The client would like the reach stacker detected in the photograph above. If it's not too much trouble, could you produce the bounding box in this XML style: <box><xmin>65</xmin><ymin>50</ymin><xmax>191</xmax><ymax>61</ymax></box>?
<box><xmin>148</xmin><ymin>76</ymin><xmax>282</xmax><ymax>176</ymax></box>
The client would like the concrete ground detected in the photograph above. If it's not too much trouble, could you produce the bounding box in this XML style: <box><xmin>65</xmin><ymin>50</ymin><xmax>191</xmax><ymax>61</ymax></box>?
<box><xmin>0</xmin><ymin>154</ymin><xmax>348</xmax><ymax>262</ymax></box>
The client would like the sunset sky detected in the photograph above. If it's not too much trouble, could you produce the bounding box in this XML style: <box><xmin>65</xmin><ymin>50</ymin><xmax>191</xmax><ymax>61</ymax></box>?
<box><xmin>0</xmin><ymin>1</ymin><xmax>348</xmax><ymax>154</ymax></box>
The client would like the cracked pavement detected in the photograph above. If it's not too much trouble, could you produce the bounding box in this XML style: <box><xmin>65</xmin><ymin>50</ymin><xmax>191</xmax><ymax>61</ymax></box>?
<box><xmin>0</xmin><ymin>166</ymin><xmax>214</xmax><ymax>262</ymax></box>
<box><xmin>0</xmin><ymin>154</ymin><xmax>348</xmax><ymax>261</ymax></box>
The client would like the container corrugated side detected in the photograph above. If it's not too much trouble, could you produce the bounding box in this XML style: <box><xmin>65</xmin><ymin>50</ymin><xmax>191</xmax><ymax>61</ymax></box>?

==========

Problem description - Restate the data word for word.

Answer space -
The client would like the reach stacker detected in the photograph above. If it's not too much trouble, could you produce the bounding box in this XML style: <box><xmin>65</xmin><ymin>50</ymin><xmax>191</xmax><ymax>61</ymax></box>?
<box><xmin>148</xmin><ymin>76</ymin><xmax>282</xmax><ymax>176</ymax></box>
The client would like the concrete ground detected in the photograph above. If it's not too much trouble, could you produce the bounding box in this XML style: <box><xmin>65</xmin><ymin>50</ymin><xmax>191</xmax><ymax>61</ymax></box>?
<box><xmin>0</xmin><ymin>154</ymin><xmax>348</xmax><ymax>262</ymax></box>
The client would like the sunset sky detected in the photograph above. If it's not too much trouble, could you produce the bounding box in this XML style: <box><xmin>65</xmin><ymin>50</ymin><xmax>191</xmax><ymax>61</ymax></box>?
<box><xmin>0</xmin><ymin>1</ymin><xmax>348</xmax><ymax>154</ymax></box>
The client would like the cracked pavement detected in the photograph above. If it's not too much trouble, could you produce the bounding box in this XML style: <box><xmin>65</xmin><ymin>50</ymin><xmax>191</xmax><ymax>61</ymax></box>?
<box><xmin>0</xmin><ymin>166</ymin><xmax>214</xmax><ymax>262</ymax></box>
<box><xmin>0</xmin><ymin>154</ymin><xmax>348</xmax><ymax>261</ymax></box>
The client would like the container corrugated side detected in the photograph above. If it's not too much trouble, could you produce the bounding box in this XML style: <box><xmin>65</xmin><ymin>50</ymin><xmax>191</xmax><ymax>61</ymax></box>?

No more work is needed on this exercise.